Artículo
La diferencia radica en la oposición de dos tipos de escritura supuestamente antagónicos: la escritura creativa y la escritura académica; sin embargo, lo tajante de tal distinción y la dificultad de justificarla provocan que la sátira se convierta rápidamente en discurso anti-intelectual que basa sus argumentos en la multiplicación de lugares comunes, porque para eso existen los tópicos: para usarlos cuando uno no tiene ganas de pensar.
Pero si nos detenemos a pensarlo un poco, la mayoría de los señalamientos en contra del trabajo académico podrían perfectamente aplicarse al oficio de escribir literatura, en particular en lugares como México, donde el antiguo orden de castas coloniales se mantiene vivo en forma de aristocracias culturales y artísticas que ya no heredan tierras, cargos públicos ni títulos nobiliarios, sino útiles contactos e incluso talento. Criticar el mundo académico por gregario, hiperespecializado e inútil mantiene la ilusión de que la vida del escritor se rige por reglas distintas, ajenas a estos vicios.
A finales del año pasado, por ejemplo, Sergio González Rodríguez calificó el libro El capital en el siglo XXI de Thomas Piketty como “el libro inútil de 2014”. Su explicación: “664 páginas de lugares comunes que cabrían en una sola”. No hay modo de analizar sus razones: si fuera cierto lo que dice, ¿realmente caben tantos lugares comunes en una sola página?; si fuera exagerado, ¿no se puede decir lo mismo de cualquier libro, simplemente ajustando el número de páginas? Lo curioso es que el libro elegido para representar “lo inútil” sea un libro académico, y que además venga en una lista de los mejores libros del año, quizá el sub-género inútil por excelencia del periodismo cultural contemporáneo.

Listado sin procesar
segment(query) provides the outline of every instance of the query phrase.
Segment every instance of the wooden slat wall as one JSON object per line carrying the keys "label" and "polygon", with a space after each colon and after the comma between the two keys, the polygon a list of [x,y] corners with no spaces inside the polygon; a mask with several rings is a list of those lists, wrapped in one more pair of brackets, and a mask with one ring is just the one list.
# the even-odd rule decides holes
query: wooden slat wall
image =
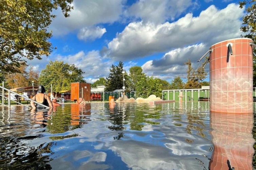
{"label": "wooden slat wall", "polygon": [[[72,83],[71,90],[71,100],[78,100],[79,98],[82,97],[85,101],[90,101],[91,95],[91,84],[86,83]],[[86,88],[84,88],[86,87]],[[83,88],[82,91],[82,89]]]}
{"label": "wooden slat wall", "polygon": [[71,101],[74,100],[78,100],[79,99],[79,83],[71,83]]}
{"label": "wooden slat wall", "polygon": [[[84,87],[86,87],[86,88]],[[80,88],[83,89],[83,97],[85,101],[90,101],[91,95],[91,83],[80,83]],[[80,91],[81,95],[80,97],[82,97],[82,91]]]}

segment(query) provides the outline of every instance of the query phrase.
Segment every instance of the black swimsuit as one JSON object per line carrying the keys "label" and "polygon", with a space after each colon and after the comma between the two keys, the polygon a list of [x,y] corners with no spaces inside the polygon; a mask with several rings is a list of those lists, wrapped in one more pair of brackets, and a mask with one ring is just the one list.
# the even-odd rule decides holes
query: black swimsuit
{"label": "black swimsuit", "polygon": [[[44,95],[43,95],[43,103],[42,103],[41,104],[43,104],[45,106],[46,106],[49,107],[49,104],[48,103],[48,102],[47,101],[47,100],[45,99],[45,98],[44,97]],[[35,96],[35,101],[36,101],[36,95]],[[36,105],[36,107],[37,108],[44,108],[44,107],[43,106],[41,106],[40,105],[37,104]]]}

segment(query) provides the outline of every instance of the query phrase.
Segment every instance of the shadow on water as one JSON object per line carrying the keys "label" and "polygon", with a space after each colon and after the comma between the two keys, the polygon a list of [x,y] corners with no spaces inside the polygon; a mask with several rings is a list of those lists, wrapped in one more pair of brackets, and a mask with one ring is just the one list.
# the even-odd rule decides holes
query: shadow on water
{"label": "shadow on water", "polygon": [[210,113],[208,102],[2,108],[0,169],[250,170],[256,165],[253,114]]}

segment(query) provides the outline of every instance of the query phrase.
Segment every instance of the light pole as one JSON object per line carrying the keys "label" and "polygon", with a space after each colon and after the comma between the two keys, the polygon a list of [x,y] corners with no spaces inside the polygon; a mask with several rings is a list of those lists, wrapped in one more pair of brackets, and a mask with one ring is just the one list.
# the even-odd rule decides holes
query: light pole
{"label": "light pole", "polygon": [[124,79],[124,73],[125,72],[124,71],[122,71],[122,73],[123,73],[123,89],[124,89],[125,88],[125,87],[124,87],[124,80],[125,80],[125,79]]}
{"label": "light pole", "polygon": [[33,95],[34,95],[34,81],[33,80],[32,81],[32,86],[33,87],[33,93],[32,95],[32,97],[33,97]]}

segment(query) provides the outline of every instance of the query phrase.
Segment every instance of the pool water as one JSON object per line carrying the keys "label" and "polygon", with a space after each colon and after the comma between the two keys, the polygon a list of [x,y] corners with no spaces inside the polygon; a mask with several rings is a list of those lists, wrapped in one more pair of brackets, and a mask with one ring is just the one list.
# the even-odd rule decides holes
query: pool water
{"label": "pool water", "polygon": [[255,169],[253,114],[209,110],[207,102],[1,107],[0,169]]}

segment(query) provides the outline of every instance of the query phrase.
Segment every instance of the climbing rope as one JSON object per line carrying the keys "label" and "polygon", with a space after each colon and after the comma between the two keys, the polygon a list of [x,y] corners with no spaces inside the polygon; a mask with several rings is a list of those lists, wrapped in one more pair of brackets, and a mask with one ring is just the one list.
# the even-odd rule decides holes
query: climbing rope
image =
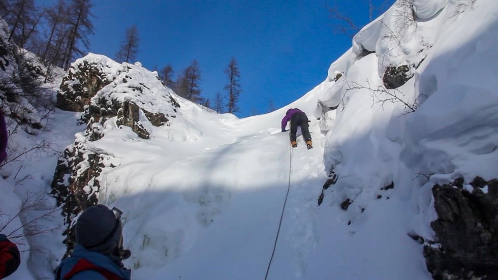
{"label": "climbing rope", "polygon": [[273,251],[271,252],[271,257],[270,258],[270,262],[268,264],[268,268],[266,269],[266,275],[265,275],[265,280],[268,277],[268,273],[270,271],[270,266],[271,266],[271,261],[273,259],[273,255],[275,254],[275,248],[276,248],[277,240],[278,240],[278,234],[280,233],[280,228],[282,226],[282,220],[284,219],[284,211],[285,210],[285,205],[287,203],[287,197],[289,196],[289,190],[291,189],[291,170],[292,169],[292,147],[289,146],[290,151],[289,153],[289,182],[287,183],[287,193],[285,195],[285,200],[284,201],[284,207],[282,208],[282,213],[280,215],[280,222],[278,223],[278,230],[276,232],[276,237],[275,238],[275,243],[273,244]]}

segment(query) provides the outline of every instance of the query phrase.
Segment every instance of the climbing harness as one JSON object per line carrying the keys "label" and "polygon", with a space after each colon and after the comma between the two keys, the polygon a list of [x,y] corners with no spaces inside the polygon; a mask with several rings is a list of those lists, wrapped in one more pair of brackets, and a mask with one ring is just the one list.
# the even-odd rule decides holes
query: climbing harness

Lista de tareas
1. Según el artículo, ¿qué libro calificó Sergio González Rodríguez como "el libro inútil de 2014"?
2. Edita el fragmento del artículo que empieza con las palabras que contienen "La diferencia radica" y termina con "ganas de pensar.", cambiando "escritura académica" por "escritura científica".

Respuestas
1. El capital en el siglo XXI, de Thomas Piketty.

2.
La diferencia radica en la oposición de dos tipos de escritura supuestamente antagónicos: la escritura creativa y la escritura científica; sin embargo, lo tajante de tal distinción y la dificultad de justificarla provocan que la sátira se convierta rápidamente en discurso anti-intelectual que basa sus argumentos en la multiplicación de lugares comunes, porque para eso existen los tópicos: para usarlos cuando uno no tiene ganas de pensar.